Could you convert every line of the material below into a JSON list of strings, one string per line, with blank lines left out?

(Records drawn from a data source)
=-=-=

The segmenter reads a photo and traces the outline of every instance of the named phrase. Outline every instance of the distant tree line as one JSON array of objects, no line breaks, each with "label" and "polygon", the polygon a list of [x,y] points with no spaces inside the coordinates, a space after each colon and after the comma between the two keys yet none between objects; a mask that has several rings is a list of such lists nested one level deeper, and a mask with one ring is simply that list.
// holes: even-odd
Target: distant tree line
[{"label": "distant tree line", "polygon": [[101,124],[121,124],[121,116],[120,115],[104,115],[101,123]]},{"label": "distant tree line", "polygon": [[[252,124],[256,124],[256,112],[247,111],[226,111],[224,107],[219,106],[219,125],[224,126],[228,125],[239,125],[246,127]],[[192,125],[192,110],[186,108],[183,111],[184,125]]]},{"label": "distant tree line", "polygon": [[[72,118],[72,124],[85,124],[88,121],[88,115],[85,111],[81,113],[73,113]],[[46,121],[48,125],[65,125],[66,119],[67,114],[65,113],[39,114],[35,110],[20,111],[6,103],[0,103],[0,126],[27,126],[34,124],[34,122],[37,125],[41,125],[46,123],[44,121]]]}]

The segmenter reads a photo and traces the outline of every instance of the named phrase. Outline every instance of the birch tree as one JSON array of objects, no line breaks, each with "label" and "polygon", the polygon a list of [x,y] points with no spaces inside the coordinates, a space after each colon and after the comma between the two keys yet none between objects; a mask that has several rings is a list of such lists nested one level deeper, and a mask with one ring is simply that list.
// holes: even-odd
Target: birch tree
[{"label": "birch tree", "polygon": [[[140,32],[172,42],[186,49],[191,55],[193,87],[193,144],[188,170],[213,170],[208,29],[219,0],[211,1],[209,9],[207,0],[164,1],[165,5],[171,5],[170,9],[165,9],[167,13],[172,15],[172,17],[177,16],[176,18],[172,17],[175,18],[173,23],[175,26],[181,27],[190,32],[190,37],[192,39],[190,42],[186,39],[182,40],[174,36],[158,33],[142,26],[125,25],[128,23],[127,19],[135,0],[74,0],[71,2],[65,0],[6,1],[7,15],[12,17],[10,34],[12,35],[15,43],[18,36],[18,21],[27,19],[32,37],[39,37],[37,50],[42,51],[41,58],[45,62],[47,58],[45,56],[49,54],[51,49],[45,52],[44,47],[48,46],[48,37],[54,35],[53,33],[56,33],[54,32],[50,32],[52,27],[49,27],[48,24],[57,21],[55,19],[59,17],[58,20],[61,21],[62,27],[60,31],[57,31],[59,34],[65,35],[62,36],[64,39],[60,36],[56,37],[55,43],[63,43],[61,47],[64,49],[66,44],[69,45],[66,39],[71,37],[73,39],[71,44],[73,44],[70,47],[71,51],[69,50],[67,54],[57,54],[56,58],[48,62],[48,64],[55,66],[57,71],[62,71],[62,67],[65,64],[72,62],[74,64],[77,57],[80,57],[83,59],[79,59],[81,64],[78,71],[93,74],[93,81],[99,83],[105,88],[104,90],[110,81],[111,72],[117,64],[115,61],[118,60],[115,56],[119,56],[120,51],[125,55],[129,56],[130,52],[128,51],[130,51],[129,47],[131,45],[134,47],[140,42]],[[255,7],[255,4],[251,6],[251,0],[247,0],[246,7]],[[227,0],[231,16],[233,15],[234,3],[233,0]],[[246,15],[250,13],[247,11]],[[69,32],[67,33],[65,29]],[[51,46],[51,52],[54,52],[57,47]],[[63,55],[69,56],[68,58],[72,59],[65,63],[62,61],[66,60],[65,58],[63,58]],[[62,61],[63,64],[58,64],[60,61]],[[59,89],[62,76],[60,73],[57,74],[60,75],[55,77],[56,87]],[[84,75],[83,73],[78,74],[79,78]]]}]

=-=-=

= Exercise output =
[
  "The segmenter reads a photo and traces the outline of every instance of the named phrase. Outline every instance of the distant tree line as one JSON array of objects, no line breaks, each with \"label\" and \"polygon\", the polygon a list of [x,y] points with no spaces inside the coordinates, a space after each colon and after the comma between the two keys yet none between objects; a mask that has several rings is a list of such lists nested one level deeper, and a mask with one ring is simply that list.",
  "// holes: even-odd",
  "Target: distant tree line",
  "[{\"label\": \"distant tree line\", \"polygon\": [[101,124],[121,124],[121,116],[120,115],[104,115],[101,123]]},{\"label\": \"distant tree line\", \"polygon\": [[[252,124],[256,124],[256,112],[247,111],[226,111],[224,107],[219,106],[219,125],[224,126],[228,125],[239,125],[246,127]],[[192,125],[192,110],[186,108],[183,111],[184,125]]]},{\"label\": \"distant tree line\", \"polygon\": [[[72,118],[72,124],[85,124],[88,121],[88,115],[85,111],[81,113],[73,113]],[[46,121],[48,125],[65,125],[66,119],[67,114],[65,113],[39,114],[35,110],[20,111],[6,103],[0,103],[0,126],[27,126],[34,124],[34,122],[37,125],[41,125],[46,123],[44,121]]]}]",
  "The segmenter reads a photo and traces the outline of every instance of the named phrase. Outline every instance of the birch tree as one JSON array of objects, no line breaks, each with \"label\" and \"polygon\", the polygon a list of [x,y] points with no spaces inside the coordinates, a space after each colon and after the comma between the two keys yet none between objects; a mask that has several rings is a list of such lists nested one level deeper, and a mask with one ring is simply that list.",
  "// holes: even-odd",
  "Target: birch tree",
  "[{\"label\": \"birch tree\", \"polygon\": [[[140,32],[172,42],[186,49],[191,55],[193,87],[193,144],[188,170],[213,170],[208,29],[219,0],[211,1],[209,9],[207,0],[164,1],[165,5],[171,5],[170,9],[165,9],[167,13],[172,15],[172,17],[177,16],[176,18],[172,17],[175,18],[173,23],[175,26],[181,27],[190,32],[190,37],[192,39],[190,42],[186,39],[182,40],[174,36],[158,33],[142,26],[125,25],[128,23],[127,19],[135,0],[74,0],[71,2],[65,0],[6,1],[7,15],[12,17],[10,34],[12,35],[15,43],[18,36],[18,21],[27,19],[32,37],[39,37],[37,50],[42,51],[41,58],[45,62],[47,58],[45,56],[49,54],[51,49],[45,52],[44,47],[48,46],[48,37],[54,35],[53,33],[56,33],[54,32],[50,32],[52,27],[49,27],[48,24],[57,21],[55,19],[59,17],[58,20],[61,21],[62,27],[60,31],[57,31],[59,34],[65,35],[62,36],[64,39],[60,36],[56,37],[55,43],[63,43],[61,47],[64,49],[66,44],[69,45],[66,39],[71,37],[73,39],[71,44],[73,44],[70,47],[71,51],[69,50],[67,54],[57,54],[56,58],[48,62],[48,64],[55,66],[57,71],[62,71],[62,67],[65,64],[72,62],[74,64],[77,57],[80,57],[83,59],[79,59],[81,64],[78,71],[93,74],[93,81],[99,83],[105,88],[104,90],[110,81],[111,72],[117,64],[115,61],[118,60],[115,56],[119,56],[120,51],[125,55],[129,56],[130,52],[128,51],[130,51],[129,47],[131,45],[134,47],[140,42]],[[255,7],[255,4],[251,6],[251,0],[247,0],[246,7]],[[227,0],[231,16],[233,15],[234,3],[233,0]],[[246,15],[250,13],[247,11]],[[69,32],[67,33],[65,29]],[[51,46],[51,52],[54,52],[57,47]],[[63,55],[69,56],[68,58],[72,59],[65,63],[62,61],[66,60],[65,58],[63,58]],[[62,61],[63,64],[58,64],[60,61]],[[59,89],[62,76],[60,73],[57,74],[60,75],[55,77],[56,87]],[[84,75],[83,73],[78,74],[79,78]]]}]"
]